═════ Data supplied

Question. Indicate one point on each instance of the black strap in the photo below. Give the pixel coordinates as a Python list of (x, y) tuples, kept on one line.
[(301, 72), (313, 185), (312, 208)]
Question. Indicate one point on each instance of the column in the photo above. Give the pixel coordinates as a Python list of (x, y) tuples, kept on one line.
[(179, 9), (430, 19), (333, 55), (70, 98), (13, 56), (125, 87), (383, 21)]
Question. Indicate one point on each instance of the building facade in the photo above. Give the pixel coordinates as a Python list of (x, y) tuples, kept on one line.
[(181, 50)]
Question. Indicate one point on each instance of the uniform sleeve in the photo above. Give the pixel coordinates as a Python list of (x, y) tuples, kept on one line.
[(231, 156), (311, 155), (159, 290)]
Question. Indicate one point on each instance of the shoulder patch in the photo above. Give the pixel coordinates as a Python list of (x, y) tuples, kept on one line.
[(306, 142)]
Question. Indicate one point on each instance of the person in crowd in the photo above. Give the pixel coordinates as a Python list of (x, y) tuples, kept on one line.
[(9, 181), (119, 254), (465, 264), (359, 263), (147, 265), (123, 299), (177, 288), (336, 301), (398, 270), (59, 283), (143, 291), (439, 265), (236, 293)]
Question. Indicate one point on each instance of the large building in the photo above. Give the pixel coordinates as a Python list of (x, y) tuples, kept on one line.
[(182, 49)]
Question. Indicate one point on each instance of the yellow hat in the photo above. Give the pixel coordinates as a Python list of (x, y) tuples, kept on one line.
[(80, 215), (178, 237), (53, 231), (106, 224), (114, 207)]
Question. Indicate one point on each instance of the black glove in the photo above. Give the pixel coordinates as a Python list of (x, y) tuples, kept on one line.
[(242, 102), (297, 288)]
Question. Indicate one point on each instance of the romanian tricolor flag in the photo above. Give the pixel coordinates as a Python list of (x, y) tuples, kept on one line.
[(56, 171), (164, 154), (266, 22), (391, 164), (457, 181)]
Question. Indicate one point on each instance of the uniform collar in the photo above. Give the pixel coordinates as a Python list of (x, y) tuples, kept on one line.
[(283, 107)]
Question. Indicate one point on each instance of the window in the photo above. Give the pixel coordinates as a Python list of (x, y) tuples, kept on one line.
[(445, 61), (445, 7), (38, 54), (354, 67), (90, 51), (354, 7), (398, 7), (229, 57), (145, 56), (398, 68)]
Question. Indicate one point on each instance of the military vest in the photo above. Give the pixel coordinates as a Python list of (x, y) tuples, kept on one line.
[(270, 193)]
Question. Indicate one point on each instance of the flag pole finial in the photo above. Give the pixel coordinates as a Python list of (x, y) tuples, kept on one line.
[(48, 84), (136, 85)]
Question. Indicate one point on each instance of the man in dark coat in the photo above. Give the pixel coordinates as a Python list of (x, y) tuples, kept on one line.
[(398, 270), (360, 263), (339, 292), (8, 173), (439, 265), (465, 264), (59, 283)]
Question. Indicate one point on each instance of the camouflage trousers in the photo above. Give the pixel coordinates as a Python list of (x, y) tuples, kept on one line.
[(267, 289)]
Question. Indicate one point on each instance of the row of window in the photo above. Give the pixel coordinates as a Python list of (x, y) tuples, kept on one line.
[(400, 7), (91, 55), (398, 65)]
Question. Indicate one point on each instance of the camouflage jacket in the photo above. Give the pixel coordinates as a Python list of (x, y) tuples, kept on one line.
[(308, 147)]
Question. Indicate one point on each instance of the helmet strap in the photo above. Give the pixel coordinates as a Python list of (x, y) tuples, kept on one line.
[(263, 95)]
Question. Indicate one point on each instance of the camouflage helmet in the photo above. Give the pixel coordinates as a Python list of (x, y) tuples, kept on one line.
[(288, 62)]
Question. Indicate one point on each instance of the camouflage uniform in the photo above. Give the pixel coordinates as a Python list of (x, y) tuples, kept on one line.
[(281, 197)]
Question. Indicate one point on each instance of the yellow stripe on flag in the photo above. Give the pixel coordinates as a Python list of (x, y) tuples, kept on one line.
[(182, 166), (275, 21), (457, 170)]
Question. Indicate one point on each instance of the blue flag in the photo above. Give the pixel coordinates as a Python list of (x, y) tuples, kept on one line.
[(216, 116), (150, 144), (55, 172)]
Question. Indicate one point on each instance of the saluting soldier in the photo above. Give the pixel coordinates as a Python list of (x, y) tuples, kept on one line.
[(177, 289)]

══════════

» What to produce
Rescale everything from the start of the records above down to the line containing "[(301, 72), (313, 185), (312, 208)]", and write those lines out again with the requests included. Multiply every coordinate in the answers by 1.35 and round each to a whole number, with halves rounded up.

» Expected answer
Question. Indicate one point on each instance of the black strap in the photo below. Give the pixel coordinates as a Python list of (x, y) tuples, kept on one line.
[(406, 97), (423, 250), (421, 281)]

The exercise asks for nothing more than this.